READING TEXT:
But one of the issues with QA’s is their anti-synergy with Waggle Pick. The breakthrough, initially implemented by Sezoklo, has been to remove the weapon. If you’re looking to beat quest decks, the featured build performs best against them. Keep in mind that Waggle Picks and SI:7 Agents are still useful cards, and cutting them does come with a toll on your Priest matchup, so we can see them being situationally better than the featured flex cards.
- Rogue Class Radar
- Tempo Rogue
- Aggro Rogue
- Quest Rogue
While its presence outside of legend remains modest, Combo Priest is exhibiting a rise in play at higher levels. Its win rate indicates it is still one of the best decks in the game, with its strong matchup against Quest Shaman proving to be extremely valuable. However, the rise in Tempo Rogue is proving to be an unexpected hindrance that is slowing it down.
Resurrect Priest isn’t at the same level. It looks competitively viable, something we couldn’t say about it before Doom in the Tomb, but its poor matchup against Quest Shaman remains a thorn in its side. As we’ve said last week, don’t waste your time playing the quest: it’s pretty useless.
Quest Druid is seeing a shift back from Malygos to Nomi, which is helping its ladder win rate. However, its performance is still not as good as it could be, since the Nomi build is far from taking over the archetype completely. We estimate that the Nomi build is not even 50% of current Quest Druids on ladder.
With that being said, even at its peak potential, Quest Druid does have some issues in the current meta that would prevent it from being at the same level as Combo Priest and the dominant Shaman decks. The matchup against Combo Priest is extremely difficult, and Quest Druid finds itself struggling against Aggro Shaman and Highlander Paladin as well. Is it better than the stats currently suggest? Significantly so. Is it better than Shaman and Priest? No.

WHAT THE TASK ASKS: Copy the stretch of the deck report from "- Rogue Class" through "it’s pretty useless.", renaming "Quest Shaman" to "Quest Mage" wherever it appears.

DATA SHOWN:
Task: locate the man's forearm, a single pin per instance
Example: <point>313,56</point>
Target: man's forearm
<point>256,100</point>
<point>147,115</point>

REPLY:
- Rogue Class Radar
- Tempo Rogue
- Aggro Rogue
- Quest Rogue
While its presence outside of legend remains modest, Combo Priest is exhibiting a rise in play at higher levels. Its win rate indicates it is still one of the best decks in the game, with its strong matchup against Quest Mage proving to be extremely valuable. However, the rise in Tempo Rogue is proving to be an unexpected hindrance that is slowing it down.
Resurrect Priest isn’t at the same level. It looks competitively viable, something we couldn’t say about it before Doom in the Tomb, but its poor matchup against Quest Mage remains a thorn in its side. As we’ve said last week, don’t waste your time playing the quest: it’s pretty useless.